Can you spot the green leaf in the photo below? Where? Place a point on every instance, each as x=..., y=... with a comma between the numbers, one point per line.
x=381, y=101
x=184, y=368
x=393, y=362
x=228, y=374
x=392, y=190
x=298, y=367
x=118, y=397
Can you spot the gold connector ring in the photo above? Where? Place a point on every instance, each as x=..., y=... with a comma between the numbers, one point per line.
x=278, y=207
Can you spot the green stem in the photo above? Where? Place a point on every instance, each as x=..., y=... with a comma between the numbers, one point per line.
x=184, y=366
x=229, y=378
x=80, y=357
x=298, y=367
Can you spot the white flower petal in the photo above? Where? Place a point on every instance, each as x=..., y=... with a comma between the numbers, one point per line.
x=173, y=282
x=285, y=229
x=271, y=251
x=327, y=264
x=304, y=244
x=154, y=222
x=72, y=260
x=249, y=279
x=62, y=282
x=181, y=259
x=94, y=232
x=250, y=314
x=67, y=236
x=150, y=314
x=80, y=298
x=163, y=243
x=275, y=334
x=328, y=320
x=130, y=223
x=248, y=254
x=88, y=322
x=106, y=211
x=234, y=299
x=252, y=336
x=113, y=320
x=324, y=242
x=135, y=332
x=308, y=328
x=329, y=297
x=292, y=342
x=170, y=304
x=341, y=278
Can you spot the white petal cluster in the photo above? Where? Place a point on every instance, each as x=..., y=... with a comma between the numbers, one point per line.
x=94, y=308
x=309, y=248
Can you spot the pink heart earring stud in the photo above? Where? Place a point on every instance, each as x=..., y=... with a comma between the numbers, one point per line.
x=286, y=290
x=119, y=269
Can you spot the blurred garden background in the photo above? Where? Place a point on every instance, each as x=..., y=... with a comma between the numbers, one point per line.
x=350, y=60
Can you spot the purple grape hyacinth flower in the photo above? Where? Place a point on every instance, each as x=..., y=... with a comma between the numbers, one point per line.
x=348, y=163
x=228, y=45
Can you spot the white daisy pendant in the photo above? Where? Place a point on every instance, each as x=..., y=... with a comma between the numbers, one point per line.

___

The problem: Repeat the material in full. Nothing may differ.

Result of this exercise:
Can you spot the green leaf in the photo below? Where? Place a point on every instance, each as x=..., y=... with a comma between the numbers, one point per line.
x=381, y=101
x=184, y=368
x=393, y=362
x=228, y=374
x=392, y=190
x=298, y=367
x=118, y=397
Can you spot the gold connector ring in the photo above? Where? Place a point on every instance, each as x=..., y=... with a comma between the numbers, one point per line.
x=278, y=207
Can you spot the green stem in the photo above? Where? Place a point on every instance, each as x=..., y=... with a comma between the numbers, one point per line.
x=184, y=366
x=229, y=378
x=80, y=357
x=298, y=367
Can you spot the white flower petal in the photo above? Where? Place a point on every instance, each as x=..., y=... with a comma between the numbers, one point per line.
x=173, y=282
x=285, y=229
x=271, y=251
x=327, y=264
x=304, y=244
x=154, y=222
x=72, y=260
x=249, y=279
x=62, y=282
x=181, y=259
x=94, y=232
x=250, y=314
x=67, y=236
x=150, y=314
x=80, y=298
x=163, y=243
x=275, y=334
x=328, y=320
x=130, y=223
x=248, y=254
x=88, y=322
x=106, y=211
x=234, y=299
x=252, y=336
x=113, y=320
x=324, y=242
x=135, y=332
x=308, y=328
x=329, y=297
x=292, y=342
x=170, y=304
x=341, y=278
Can you spot the white petal cluster in the photo above? Where? Place a point on every instance, each as x=..., y=... with a comma between the numbers, one point per line.
x=94, y=308
x=309, y=248
Can you spot the pink heart earring stud in the photo above? Where? Place a point on every instance, each as x=..., y=... with a comma between the numbers, one point per line.
x=286, y=290
x=119, y=269
Can you spot the blurred garden background in the photo above? Where? Place a point on every instance, each as x=..., y=... with a comma between the numbers, one point per line.
x=350, y=60
Can you spot the purple grape hyacinth flower in the photo above? Where? Place a point on every instance, each as x=..., y=... with a comma between the numbers, one point per line.
x=348, y=163
x=228, y=45
Can you spot the white daisy pendant in the photo above? Where? Place a point on every instance, each as x=..., y=... with a comma between the numbers, one point per line.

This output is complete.